= EXERCISE PROMPT =
Exact copies of the lines below, from the one with "TARGET: floral mural motif" up to and including the one with "TARGET: grass shadow on background", are what this calls for; leave out pictures.

---------- INFORMATION GIVEN

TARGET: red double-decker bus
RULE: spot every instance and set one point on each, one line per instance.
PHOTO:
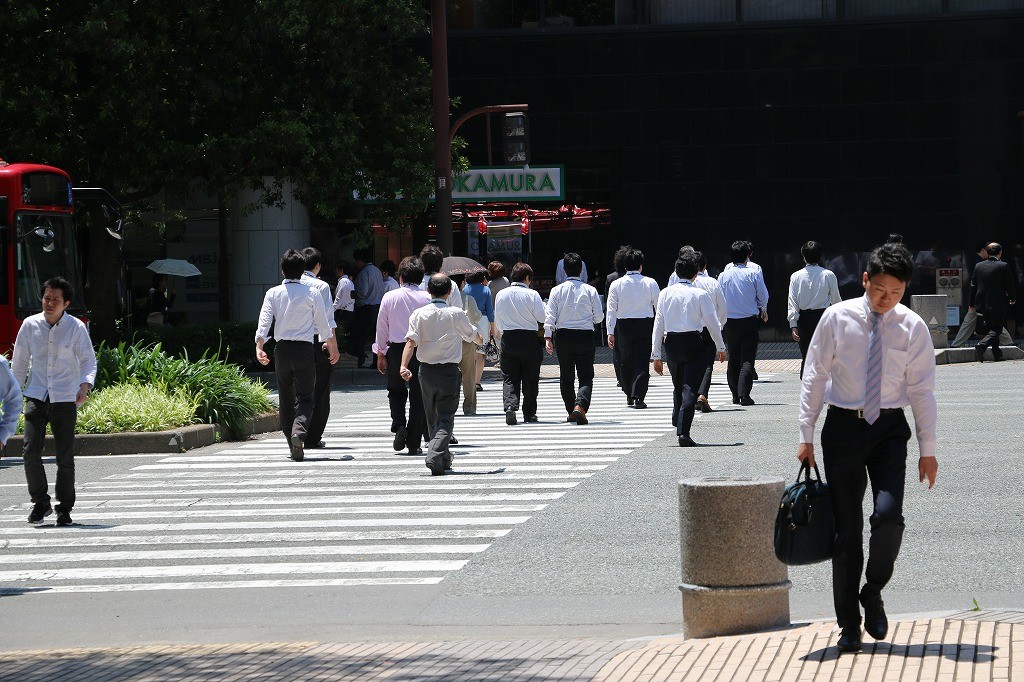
(39, 239)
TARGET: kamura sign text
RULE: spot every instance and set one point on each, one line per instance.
(510, 183)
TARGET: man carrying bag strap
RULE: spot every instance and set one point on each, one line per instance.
(869, 357)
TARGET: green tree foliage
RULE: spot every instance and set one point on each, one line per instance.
(136, 95)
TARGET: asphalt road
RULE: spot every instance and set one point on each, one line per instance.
(602, 558)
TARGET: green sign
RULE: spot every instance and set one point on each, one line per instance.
(486, 184)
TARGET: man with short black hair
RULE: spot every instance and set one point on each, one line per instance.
(710, 285)
(392, 328)
(55, 365)
(297, 313)
(631, 320)
(993, 290)
(812, 289)
(747, 299)
(869, 357)
(684, 310)
(573, 309)
(325, 369)
(369, 292)
(518, 314)
(435, 335)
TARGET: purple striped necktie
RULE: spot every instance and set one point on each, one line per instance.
(872, 389)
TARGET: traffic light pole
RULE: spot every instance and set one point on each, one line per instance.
(442, 140)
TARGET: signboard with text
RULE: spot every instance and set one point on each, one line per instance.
(487, 184)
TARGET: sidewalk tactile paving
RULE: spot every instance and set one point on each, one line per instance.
(976, 645)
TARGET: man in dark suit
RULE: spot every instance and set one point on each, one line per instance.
(993, 290)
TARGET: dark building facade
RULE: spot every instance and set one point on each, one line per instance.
(840, 131)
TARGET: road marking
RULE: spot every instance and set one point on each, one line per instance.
(222, 569)
(217, 585)
(248, 552)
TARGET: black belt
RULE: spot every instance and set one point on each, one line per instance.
(859, 414)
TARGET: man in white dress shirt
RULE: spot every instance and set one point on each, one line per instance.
(812, 289)
(573, 308)
(747, 299)
(435, 334)
(869, 357)
(325, 370)
(518, 314)
(297, 313)
(54, 361)
(561, 275)
(631, 320)
(710, 285)
(683, 311)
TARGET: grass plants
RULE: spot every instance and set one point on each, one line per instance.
(220, 392)
(134, 407)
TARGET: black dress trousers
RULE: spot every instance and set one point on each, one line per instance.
(855, 452)
(322, 394)
(633, 340)
(398, 391)
(296, 372)
(741, 340)
(686, 352)
(521, 355)
(576, 359)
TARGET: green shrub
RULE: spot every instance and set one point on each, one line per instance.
(135, 407)
(222, 394)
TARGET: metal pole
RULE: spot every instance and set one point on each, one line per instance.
(442, 145)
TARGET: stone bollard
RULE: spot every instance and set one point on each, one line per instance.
(932, 307)
(732, 583)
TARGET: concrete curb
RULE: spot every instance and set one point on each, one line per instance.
(140, 442)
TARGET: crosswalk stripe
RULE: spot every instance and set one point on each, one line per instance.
(219, 585)
(62, 541)
(222, 569)
(325, 550)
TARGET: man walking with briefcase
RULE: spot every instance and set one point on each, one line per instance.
(869, 357)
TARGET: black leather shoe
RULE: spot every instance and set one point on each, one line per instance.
(40, 511)
(876, 622)
(296, 449)
(849, 640)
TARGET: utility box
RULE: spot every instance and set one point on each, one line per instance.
(949, 281)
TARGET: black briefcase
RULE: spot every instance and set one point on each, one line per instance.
(805, 526)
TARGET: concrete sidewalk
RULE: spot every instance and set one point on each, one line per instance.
(965, 645)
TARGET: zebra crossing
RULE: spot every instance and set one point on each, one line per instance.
(353, 514)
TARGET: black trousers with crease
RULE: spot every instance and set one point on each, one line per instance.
(855, 453)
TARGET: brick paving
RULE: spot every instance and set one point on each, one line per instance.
(951, 647)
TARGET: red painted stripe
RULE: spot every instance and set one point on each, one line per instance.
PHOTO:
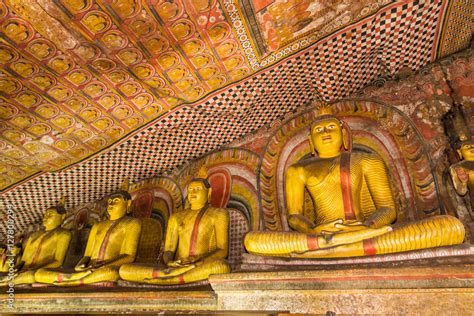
(369, 247)
(194, 234)
(105, 242)
(356, 278)
(313, 242)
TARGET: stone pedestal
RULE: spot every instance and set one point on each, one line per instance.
(412, 290)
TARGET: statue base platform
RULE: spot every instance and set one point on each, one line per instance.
(442, 255)
(394, 291)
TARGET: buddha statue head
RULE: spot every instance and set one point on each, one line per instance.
(119, 203)
(466, 148)
(329, 136)
(54, 216)
(199, 190)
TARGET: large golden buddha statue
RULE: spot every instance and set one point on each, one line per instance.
(462, 173)
(111, 243)
(44, 249)
(353, 203)
(196, 243)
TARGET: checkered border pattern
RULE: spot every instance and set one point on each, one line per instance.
(339, 65)
(459, 27)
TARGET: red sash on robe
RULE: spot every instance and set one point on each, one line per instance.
(105, 242)
(346, 186)
(194, 235)
(38, 249)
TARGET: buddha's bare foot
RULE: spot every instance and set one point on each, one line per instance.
(336, 239)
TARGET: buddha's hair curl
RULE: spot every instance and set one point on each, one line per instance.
(203, 181)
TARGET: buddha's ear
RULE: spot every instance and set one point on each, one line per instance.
(311, 145)
(345, 141)
(209, 194)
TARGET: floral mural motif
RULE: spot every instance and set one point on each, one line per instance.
(79, 80)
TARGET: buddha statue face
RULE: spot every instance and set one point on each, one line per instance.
(466, 151)
(117, 206)
(52, 219)
(326, 137)
(198, 194)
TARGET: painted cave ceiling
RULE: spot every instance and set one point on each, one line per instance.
(95, 91)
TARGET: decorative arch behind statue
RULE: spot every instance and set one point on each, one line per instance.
(375, 127)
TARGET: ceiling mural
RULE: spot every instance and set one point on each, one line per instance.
(93, 91)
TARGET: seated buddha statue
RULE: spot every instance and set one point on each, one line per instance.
(354, 205)
(196, 243)
(44, 249)
(462, 173)
(111, 243)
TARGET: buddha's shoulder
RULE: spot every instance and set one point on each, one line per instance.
(306, 163)
(366, 158)
(127, 220)
(63, 231)
(217, 211)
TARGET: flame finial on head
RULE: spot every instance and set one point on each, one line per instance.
(125, 185)
(202, 176)
(62, 201)
(202, 172)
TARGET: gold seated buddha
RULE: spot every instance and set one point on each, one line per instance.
(44, 249)
(111, 243)
(196, 243)
(462, 173)
(340, 182)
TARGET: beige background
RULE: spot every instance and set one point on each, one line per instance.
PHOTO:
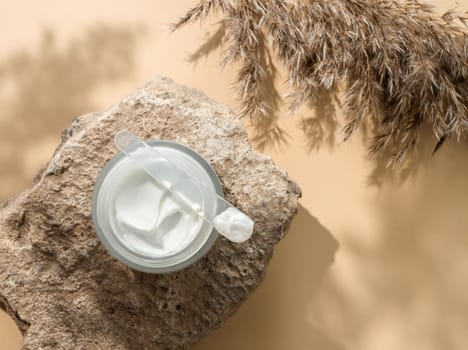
(371, 262)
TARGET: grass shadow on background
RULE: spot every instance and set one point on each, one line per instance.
(41, 93)
(409, 284)
(270, 310)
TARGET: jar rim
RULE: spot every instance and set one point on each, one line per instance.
(115, 252)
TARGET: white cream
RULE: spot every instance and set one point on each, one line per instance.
(143, 216)
(235, 223)
(150, 221)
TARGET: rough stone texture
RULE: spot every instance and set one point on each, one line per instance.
(62, 287)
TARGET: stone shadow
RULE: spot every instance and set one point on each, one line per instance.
(274, 317)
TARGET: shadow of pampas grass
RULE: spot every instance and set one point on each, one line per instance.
(399, 65)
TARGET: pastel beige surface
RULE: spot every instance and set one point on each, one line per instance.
(364, 266)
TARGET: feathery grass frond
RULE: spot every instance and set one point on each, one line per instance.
(401, 65)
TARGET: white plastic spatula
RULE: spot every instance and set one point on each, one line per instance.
(228, 220)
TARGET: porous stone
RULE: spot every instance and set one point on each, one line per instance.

--------------------

= EXERCISE OUTPUT =
TARGET: floral mural motif
RULE: spot every instance and set one point on each, one line per instance.
(79, 80)
TARGET: buddha statue face
RULE: spot every instance and set one point on each, one line per instance.
(466, 151)
(117, 206)
(52, 219)
(326, 137)
(198, 194)
TARGET: painted cave ceiling
RULE: spot every instance and set one point on each, one line per instance.
(95, 91)
TARGET: decorative arch behind statue
RULE: spot every instance and set one point on each, one line per instance.
(375, 127)
TARGET: ceiling mural
RULE: spot every instance and set one point on each, one line per instance.
(93, 91)
TARGET: seated buddha statue
RULE: spot every instance and set one point on each, one line per instance.
(354, 205)
(196, 243)
(44, 249)
(462, 173)
(111, 243)
TARGET: buddha's shoulder
RULE: spot every instance and set one point on each, one line per instance.
(306, 163)
(366, 158)
(127, 220)
(63, 231)
(217, 211)
TARGET: flame finial on head
RULE: spot every instance and set one point on each, one line per instance.
(125, 185)
(202, 176)
(62, 201)
(202, 172)
TARGET: gold seated buddha
RULE: spot every instance and set one point on each, one line per instance.
(44, 249)
(111, 243)
(196, 243)
(462, 173)
(340, 182)
TARGET: beige background
RULE: spot every instance and set one point on each, one line per instance.
PHOTO:
(371, 262)
TARGET: grass shadow on background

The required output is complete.